### Direction
Please copy everything from the start of the records down to the line containing "(1419, 249)", with each record's requests included, and shift every coordinate in the answers by adding -127 to each number.
[START OF Entries provided]
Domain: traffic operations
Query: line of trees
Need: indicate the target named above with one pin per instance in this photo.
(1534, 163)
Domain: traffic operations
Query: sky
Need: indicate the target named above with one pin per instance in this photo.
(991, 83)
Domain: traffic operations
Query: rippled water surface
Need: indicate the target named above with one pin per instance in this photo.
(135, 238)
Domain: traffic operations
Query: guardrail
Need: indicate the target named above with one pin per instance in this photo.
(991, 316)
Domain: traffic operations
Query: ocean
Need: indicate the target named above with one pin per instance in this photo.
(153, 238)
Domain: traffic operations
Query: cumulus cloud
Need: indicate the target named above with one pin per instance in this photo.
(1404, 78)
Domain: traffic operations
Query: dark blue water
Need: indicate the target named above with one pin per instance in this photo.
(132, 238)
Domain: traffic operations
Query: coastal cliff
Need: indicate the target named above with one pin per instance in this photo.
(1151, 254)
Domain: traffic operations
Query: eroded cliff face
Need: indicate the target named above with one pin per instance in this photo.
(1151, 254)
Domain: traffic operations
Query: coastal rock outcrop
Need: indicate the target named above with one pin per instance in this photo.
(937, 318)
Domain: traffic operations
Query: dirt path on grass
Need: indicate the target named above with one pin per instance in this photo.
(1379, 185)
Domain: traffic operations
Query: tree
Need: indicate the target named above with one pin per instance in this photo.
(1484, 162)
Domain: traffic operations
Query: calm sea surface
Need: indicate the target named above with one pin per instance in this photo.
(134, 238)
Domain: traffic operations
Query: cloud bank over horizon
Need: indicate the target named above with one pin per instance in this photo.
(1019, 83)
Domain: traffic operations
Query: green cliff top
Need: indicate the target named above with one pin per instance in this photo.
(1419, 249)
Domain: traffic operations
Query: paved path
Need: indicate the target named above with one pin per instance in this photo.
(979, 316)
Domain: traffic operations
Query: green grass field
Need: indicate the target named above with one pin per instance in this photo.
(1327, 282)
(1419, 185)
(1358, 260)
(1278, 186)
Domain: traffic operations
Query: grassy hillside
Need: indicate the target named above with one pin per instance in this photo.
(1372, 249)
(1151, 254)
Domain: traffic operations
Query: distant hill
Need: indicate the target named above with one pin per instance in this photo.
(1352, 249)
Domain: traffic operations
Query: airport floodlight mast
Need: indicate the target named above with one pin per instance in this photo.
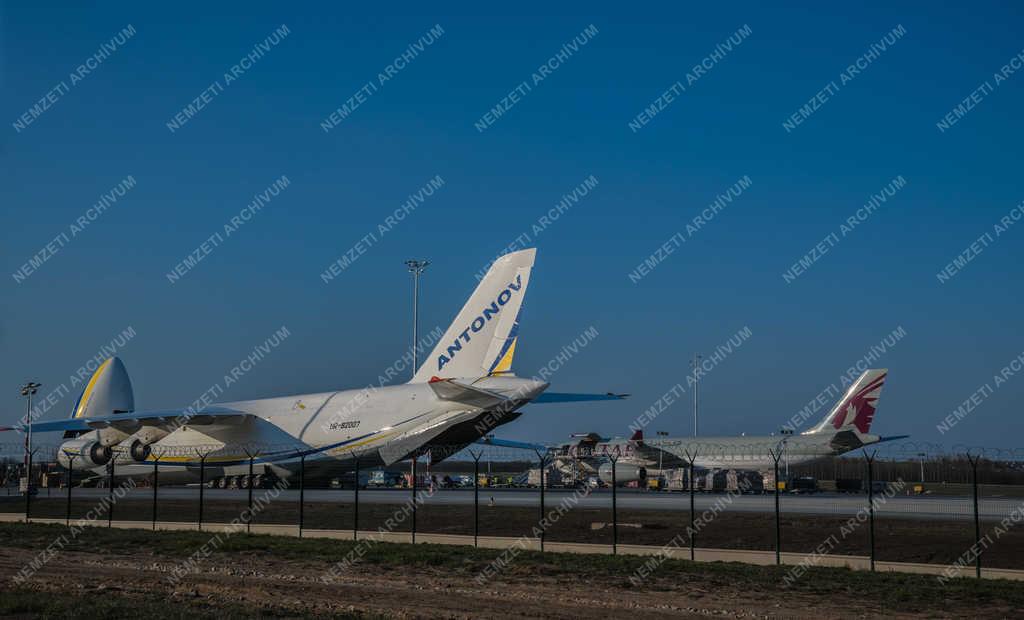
(695, 364)
(28, 390)
(660, 453)
(416, 267)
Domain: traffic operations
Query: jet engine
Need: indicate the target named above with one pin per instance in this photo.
(87, 453)
(625, 472)
(138, 444)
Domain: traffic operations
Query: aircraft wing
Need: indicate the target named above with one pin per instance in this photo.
(129, 422)
(555, 397)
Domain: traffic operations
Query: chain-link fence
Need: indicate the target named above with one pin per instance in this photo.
(894, 502)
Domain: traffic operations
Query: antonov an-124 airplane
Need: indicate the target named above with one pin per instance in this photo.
(463, 390)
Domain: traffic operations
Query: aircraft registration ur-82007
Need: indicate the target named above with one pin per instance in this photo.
(463, 390)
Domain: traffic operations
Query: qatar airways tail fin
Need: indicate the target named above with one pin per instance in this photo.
(856, 409)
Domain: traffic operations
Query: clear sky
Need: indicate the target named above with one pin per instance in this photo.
(433, 114)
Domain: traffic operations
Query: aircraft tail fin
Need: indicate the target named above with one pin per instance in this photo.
(108, 391)
(855, 410)
(481, 340)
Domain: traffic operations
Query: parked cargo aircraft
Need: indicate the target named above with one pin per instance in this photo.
(463, 390)
(844, 428)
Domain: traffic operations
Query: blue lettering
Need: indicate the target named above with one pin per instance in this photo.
(454, 347)
(491, 311)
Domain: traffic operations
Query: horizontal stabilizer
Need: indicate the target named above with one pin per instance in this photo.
(450, 389)
(554, 397)
(892, 438)
(510, 444)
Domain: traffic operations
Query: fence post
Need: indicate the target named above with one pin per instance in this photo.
(249, 522)
(541, 523)
(414, 498)
(870, 503)
(28, 485)
(156, 483)
(476, 496)
(693, 531)
(302, 492)
(110, 491)
(778, 529)
(71, 467)
(355, 512)
(202, 485)
(614, 506)
(977, 526)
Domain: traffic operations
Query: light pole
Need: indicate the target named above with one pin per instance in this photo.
(416, 267)
(786, 433)
(694, 364)
(28, 390)
(660, 470)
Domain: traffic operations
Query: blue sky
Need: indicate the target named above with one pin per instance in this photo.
(419, 124)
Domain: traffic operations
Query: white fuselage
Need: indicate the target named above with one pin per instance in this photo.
(376, 425)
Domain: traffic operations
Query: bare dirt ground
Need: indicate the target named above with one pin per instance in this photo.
(934, 541)
(262, 584)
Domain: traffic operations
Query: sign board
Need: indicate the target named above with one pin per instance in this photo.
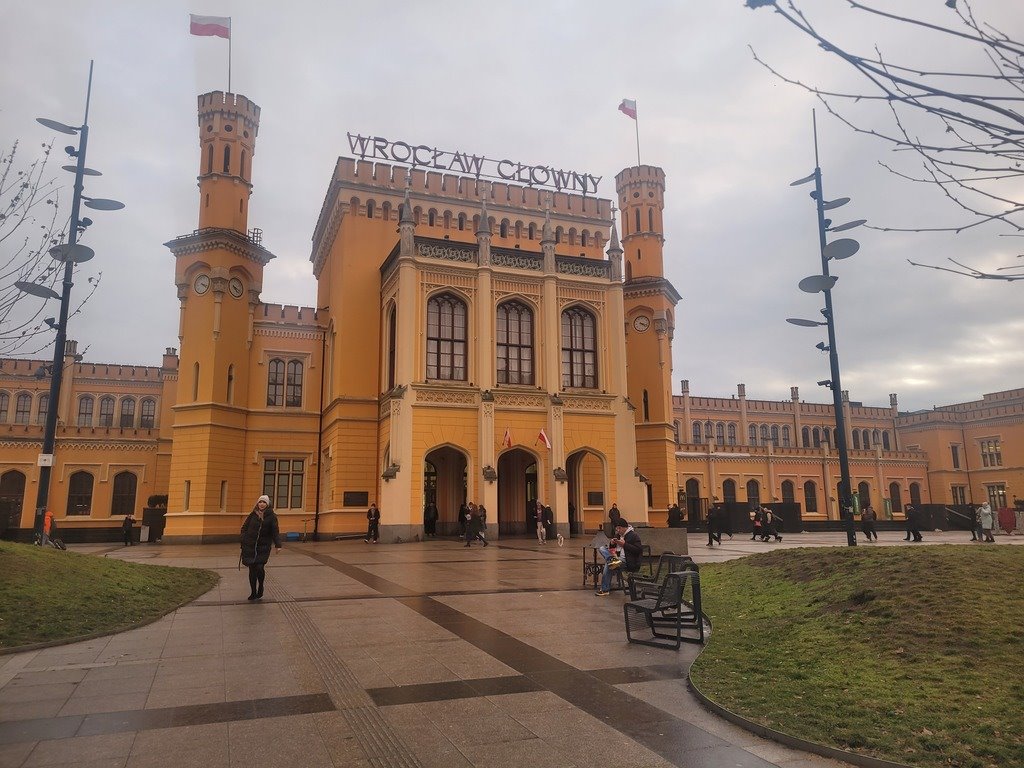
[END OF Entries provided]
### Worked solution
Domain: traffic operations
Query: line of trees
Need: indicate the target named above with one pin per instance in this photo.
(1407, 36)
Domain: traffic operations
Query: sky
Need: indicate the target named above with one pin per instance in this photo.
(864, -44)
Domain: traffic operations
Query: rippled water surface
Need: indicate the target named above with one pin per instance in this photo.
(8, 111)
Domain: traffic operations
Query: guardrail
Need: indicate the target named above with one pin per instance in this photo.
(864, 189)
Domain: traffic operations
Query: ocean
Need: indicate the target named above with one pin per instance in this photo.
(26, 111)
Domain: traffic operations
Query: cumulus cloud
Need: indicate the target named above with one pin per instance in this photo.
(1277, -49)
Domain: traffic operations
Query: dark blue water
Need: indicate the target named above with one pin per instance in this photo.
(5, 111)
Domain: traffic operations
Query: coastal cliff
Need: indicate the target named above with one pin per instance in this photo.
(1024, 127)
Domain: traffic operations
Query: eroded cliff face
Need: indicate the target named above with one pin per instance in this photo.
(1024, 127)
Domain: traffic operations
Query: coastal rock outcrop
Need: indicate the target named above with one pin per instance in this photo.
(810, 191)
Domain: traffic operations
Query: dirt path on grass
Need: indicate the target named above with one pin per instance in this photo.
(1252, 58)
Domain: traffic operations
Query: tree
Need: indicate the target named above with one pin per instance in this photo.
(1357, 35)
Domain: traffic operations
Query: calm sea surface
Need: indicate the target named above with one pin per instance in this photo.
(7, 111)
Domain: traffic operations
Query: cloud bank over horizon
Need: indicate the target named above with one pin per instance in this photo.
(892, -44)
Domain: traffic operations
Query: green cliff top
Need: indicate the target named above with one pin per instance in this photo.
(1292, 122)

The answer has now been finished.